--- Text for analysis ---

California home sales fell to the lowest level since the Great Recession as the housing market suffered the full impact of the coronavirus pandemic in May and remained below 300,000 for the second straight month, the California Association of REALTORS® said today.
Closed escrow sales of existing, single-family detached homes in California totaled a seasonally adjusted annualized rate of 238,740 units in May, according to information collected by C.A.R. from more than 90 local REALTOR® associations and MLSs statewide. The statewide annualized sales figure represents what would be the total number of homes sold during 2020 if sales maintained the May pace throughout the year. It is adjusted to account for seasonal factors that typically influence home sales.
May’s sales total was down 13.9 percent from 277,440 in April and down 41.4 percent from a year ago, when 407,330 homes were sold on an annualized basis. It was the second straight month that home sales dropped below 300,000 units. Additionally, the year-to-year drop was the largest since November 2007, contributing to a year-to-date sales drop of 12.9 percent.
“The sharp sales drop in May was the steepest we’ve seen in some time, but there are encouraging signs that show the market is recovering and should continue to improve over the next few months,” said 2020 C.A.R. President Jeanne Radsick, a second-generation REALTOR® from Bakersfield, Calif. “With pending home sales up a stunning 67 percent in May, buyer demand is on the upswing amid record-low rates that are making monthly mortgage payments $300 less than a year ago.”

--- Data extracts ---

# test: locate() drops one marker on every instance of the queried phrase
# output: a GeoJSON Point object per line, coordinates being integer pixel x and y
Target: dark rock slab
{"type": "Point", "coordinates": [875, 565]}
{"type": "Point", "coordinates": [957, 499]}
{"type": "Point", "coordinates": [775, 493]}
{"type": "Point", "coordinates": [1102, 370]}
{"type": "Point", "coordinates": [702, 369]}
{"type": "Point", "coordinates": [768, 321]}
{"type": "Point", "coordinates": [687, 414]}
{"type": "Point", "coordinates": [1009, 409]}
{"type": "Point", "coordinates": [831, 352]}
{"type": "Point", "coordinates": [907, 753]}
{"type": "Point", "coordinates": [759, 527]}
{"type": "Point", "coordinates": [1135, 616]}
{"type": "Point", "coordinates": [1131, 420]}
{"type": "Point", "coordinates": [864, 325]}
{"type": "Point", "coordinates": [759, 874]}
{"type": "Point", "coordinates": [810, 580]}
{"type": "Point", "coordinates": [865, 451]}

---

## Problems to work on:
(a) List every percentage figure that appears in the text on California home sales.
(b) Continue the report on California home sales after its final sentence.
These records have no connection to the text about California home sales.

## Set of answers:
(a) 13.9 percent, 41.4 percent, 12.9 percent, 67 percent

(b)
As housing demand fell in May, home prices softened further, sending the statewide median home price below last year’s price for the first time since February 2012 and breaking the state’s 98-month year-over-year price gain streak. The May statewide median price of $588,070 for existing single-family homes in the state was down 3.0 percent from April and down 3.7 percent from May 2019, when the median price was a revised $610,940.
“As we predicted, May home sales took the full impact of the coronavirus pandemic as much of the state remained in lockdown during the past few months and caused three straight months of double-digit sales declines, which we haven’t experienced since the Association began reporting monthly home sales in 1979,” said C.A.R. Senior Vice President and Chief Economist Leslie Appleton-Young. “While we expect sales activity to remain below pre-COVID-19 levels, closed sales should improve markedly as the phased reopening of the economy continues and consumers feel more confident returning to the market.”